# [REQUIRED WORK]
Lay out the records as a Markdown table with the columns Row and Line, starting at the line containing "Return the polygon of every instance of the white" and ending at the line containing "136 211 L 134", both included. Number each row and skip blank lines.

"""

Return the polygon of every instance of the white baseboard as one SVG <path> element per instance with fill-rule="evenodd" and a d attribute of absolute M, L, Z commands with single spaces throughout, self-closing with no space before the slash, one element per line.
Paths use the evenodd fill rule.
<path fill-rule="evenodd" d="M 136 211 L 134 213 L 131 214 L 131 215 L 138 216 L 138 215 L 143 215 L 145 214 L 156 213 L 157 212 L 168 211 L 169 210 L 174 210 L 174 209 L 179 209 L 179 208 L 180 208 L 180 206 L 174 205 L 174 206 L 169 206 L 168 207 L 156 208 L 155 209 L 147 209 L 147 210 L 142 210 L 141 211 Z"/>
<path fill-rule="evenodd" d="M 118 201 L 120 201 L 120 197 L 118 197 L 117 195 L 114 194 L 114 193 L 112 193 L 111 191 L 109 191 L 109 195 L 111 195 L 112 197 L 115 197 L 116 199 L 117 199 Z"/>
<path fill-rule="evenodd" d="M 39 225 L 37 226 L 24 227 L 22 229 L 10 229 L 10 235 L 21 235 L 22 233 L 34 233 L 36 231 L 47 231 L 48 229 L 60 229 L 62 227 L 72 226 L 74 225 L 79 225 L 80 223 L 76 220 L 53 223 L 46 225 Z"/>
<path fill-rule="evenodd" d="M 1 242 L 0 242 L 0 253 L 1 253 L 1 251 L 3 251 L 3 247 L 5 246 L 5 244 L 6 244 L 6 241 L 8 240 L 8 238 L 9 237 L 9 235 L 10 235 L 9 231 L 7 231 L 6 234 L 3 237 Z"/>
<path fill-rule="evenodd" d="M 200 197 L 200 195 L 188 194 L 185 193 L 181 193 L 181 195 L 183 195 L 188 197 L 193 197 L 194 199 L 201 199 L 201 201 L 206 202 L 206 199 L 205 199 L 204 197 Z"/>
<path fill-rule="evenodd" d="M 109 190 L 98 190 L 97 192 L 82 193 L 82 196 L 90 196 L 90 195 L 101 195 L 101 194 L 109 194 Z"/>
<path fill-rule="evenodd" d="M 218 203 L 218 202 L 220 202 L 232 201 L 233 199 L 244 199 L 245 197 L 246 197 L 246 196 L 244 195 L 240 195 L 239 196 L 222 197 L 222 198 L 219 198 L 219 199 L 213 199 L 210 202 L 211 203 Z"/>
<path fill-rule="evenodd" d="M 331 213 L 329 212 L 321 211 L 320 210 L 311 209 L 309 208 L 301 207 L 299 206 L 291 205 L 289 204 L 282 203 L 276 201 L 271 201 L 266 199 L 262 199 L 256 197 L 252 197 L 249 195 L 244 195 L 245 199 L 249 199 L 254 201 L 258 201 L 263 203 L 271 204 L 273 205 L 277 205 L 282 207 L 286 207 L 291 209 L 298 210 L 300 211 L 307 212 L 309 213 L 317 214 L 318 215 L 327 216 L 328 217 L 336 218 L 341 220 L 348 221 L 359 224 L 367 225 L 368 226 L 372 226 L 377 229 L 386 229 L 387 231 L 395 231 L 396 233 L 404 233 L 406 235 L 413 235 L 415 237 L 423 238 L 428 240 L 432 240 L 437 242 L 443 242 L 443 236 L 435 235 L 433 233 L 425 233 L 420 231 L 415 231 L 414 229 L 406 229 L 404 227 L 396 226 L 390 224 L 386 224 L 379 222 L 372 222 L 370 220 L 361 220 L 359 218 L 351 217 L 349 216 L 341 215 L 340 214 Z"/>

"""
"""

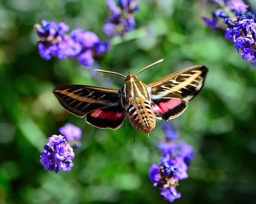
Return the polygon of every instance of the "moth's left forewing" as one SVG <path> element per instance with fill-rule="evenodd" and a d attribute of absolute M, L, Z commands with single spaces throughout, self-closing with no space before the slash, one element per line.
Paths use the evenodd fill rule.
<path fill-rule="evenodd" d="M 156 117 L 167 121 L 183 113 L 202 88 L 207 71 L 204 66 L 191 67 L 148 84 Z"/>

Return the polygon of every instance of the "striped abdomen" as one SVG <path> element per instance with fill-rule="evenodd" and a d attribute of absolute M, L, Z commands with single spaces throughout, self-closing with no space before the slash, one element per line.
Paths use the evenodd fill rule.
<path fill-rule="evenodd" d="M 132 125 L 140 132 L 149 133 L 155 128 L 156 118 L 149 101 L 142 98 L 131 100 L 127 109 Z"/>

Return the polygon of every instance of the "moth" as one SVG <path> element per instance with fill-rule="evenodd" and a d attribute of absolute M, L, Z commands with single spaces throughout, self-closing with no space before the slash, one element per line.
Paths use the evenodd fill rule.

"""

# [WRITTEN SOLUTION]
| Row | Line |
|---|---|
| 1 | Return the polygon of every instance of the white baseboard as one SVG <path> element per instance with fill-rule="evenodd" and a d attribute of absolute M, L, Z commands with single spaces throughout, self-closing with no space before the slash, one element per line. |
| 2 | Paths use the evenodd fill rule. |
| 3 | <path fill-rule="evenodd" d="M 136 211 L 134 213 L 131 214 L 131 215 L 138 216 L 138 215 L 143 215 L 145 214 L 156 213 L 157 212 L 168 211 L 169 210 L 174 210 L 174 209 L 179 209 L 179 208 L 180 208 L 180 206 L 174 205 L 174 206 L 169 206 L 168 207 L 156 208 L 155 209 L 147 209 L 147 210 L 142 210 L 141 211 Z"/> |